• [Do this]: Please locate every line in the data below that contains the word "black" and copy each of those lines. Case counts.

• [Excerpted data]:
========================================================================

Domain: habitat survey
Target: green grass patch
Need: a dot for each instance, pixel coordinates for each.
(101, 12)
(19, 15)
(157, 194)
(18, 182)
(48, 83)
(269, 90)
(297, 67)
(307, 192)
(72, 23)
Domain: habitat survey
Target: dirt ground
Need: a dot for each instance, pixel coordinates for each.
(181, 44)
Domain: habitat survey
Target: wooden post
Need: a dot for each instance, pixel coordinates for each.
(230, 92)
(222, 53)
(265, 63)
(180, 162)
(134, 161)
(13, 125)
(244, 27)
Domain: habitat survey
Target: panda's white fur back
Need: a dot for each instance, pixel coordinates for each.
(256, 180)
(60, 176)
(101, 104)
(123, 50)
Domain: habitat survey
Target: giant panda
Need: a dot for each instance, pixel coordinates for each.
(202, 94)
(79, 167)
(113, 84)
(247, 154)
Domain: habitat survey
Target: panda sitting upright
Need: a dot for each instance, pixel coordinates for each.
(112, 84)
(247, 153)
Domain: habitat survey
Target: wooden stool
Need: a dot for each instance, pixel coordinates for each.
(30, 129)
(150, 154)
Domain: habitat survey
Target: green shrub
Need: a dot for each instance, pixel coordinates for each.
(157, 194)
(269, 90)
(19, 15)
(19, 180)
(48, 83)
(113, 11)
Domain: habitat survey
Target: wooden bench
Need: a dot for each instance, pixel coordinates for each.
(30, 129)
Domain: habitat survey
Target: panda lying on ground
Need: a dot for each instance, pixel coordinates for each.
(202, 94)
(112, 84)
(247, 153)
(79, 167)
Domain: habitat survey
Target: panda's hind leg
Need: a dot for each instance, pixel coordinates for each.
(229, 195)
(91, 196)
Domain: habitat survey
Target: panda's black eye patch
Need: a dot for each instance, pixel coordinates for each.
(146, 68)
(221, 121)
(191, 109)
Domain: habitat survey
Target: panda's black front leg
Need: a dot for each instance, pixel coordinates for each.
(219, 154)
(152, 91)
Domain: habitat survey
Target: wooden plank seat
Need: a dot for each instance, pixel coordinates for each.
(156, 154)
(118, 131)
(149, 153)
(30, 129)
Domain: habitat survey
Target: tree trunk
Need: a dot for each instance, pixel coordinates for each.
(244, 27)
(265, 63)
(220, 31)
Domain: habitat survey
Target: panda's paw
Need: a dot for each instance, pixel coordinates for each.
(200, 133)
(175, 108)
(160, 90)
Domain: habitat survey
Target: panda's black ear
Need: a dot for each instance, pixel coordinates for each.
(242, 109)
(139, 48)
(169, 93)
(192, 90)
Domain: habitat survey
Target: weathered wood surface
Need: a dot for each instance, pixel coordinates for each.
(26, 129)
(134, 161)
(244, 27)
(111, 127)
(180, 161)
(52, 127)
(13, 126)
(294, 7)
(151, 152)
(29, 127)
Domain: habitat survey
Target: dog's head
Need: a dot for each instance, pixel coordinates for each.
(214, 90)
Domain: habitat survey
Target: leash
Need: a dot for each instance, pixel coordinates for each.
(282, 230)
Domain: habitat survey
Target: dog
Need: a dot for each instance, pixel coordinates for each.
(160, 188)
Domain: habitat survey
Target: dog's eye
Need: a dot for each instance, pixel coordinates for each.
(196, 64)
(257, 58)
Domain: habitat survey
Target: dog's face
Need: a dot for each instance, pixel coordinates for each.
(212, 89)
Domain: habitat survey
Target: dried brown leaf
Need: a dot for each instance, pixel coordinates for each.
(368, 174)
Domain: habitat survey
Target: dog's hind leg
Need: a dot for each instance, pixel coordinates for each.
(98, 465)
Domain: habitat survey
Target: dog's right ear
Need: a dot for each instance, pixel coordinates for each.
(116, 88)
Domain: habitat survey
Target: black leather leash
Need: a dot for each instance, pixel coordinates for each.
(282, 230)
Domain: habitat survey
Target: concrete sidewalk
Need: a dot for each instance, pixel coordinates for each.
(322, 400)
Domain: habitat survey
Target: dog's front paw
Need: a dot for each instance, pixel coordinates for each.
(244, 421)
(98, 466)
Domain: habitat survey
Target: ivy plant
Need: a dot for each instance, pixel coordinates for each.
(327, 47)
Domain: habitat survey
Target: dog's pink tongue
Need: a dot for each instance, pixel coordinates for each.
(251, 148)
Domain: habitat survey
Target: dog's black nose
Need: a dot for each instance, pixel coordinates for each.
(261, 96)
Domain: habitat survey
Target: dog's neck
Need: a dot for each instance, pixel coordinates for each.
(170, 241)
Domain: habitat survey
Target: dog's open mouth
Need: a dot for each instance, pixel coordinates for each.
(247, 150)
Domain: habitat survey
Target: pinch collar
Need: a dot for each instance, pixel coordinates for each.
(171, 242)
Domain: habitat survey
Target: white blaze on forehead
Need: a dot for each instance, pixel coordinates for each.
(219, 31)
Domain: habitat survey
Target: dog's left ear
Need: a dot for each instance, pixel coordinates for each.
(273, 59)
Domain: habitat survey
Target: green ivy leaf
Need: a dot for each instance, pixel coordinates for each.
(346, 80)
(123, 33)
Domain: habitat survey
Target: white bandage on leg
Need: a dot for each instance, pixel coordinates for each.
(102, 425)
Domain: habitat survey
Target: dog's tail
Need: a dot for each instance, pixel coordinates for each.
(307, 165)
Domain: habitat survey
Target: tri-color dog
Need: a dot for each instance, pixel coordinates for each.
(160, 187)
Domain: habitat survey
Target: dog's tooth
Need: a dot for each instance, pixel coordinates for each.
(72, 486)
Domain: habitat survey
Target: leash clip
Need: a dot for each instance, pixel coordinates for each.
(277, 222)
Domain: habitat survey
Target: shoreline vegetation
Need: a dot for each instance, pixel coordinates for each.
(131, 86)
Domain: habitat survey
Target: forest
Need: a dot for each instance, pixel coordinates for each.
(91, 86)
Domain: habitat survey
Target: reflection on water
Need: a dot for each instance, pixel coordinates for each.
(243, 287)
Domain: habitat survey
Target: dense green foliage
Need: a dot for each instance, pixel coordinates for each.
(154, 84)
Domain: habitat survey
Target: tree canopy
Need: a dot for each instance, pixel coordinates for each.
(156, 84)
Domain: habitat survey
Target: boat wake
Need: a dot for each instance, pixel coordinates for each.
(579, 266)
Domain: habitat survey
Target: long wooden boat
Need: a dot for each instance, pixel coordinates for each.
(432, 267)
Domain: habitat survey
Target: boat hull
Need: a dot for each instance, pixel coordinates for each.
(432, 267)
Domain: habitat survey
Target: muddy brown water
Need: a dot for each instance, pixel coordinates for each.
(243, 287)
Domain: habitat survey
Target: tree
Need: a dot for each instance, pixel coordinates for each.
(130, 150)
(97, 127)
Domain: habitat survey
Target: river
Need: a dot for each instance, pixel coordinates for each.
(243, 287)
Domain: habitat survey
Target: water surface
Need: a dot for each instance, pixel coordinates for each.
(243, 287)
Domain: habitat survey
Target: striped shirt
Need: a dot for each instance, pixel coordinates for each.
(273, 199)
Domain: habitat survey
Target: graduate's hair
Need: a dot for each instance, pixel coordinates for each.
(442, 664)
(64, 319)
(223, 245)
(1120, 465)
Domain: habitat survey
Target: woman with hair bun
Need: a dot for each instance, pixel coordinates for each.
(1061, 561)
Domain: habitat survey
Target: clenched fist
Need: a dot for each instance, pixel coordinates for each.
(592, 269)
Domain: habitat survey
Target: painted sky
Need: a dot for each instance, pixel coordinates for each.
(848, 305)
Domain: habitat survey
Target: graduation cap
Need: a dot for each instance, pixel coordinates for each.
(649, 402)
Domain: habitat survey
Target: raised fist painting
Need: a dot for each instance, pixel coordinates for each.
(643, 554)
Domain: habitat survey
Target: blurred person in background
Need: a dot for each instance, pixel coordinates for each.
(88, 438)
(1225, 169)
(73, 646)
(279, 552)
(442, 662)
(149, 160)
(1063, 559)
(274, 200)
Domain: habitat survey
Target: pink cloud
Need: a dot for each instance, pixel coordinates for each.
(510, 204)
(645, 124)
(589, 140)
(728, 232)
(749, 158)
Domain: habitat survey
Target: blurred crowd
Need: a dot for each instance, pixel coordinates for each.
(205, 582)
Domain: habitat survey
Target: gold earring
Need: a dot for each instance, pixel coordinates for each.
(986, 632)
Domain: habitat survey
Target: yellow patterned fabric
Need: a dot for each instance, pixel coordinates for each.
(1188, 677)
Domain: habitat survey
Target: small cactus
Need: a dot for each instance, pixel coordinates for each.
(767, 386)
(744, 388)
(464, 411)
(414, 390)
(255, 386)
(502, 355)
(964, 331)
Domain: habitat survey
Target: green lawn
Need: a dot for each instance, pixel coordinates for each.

========================================================================

• [Completed exercise]:
Target: panda's black eye patch
Target: panda's black front leg
Target: panda's black ear
Target: black leather leash
Target: dog's black nose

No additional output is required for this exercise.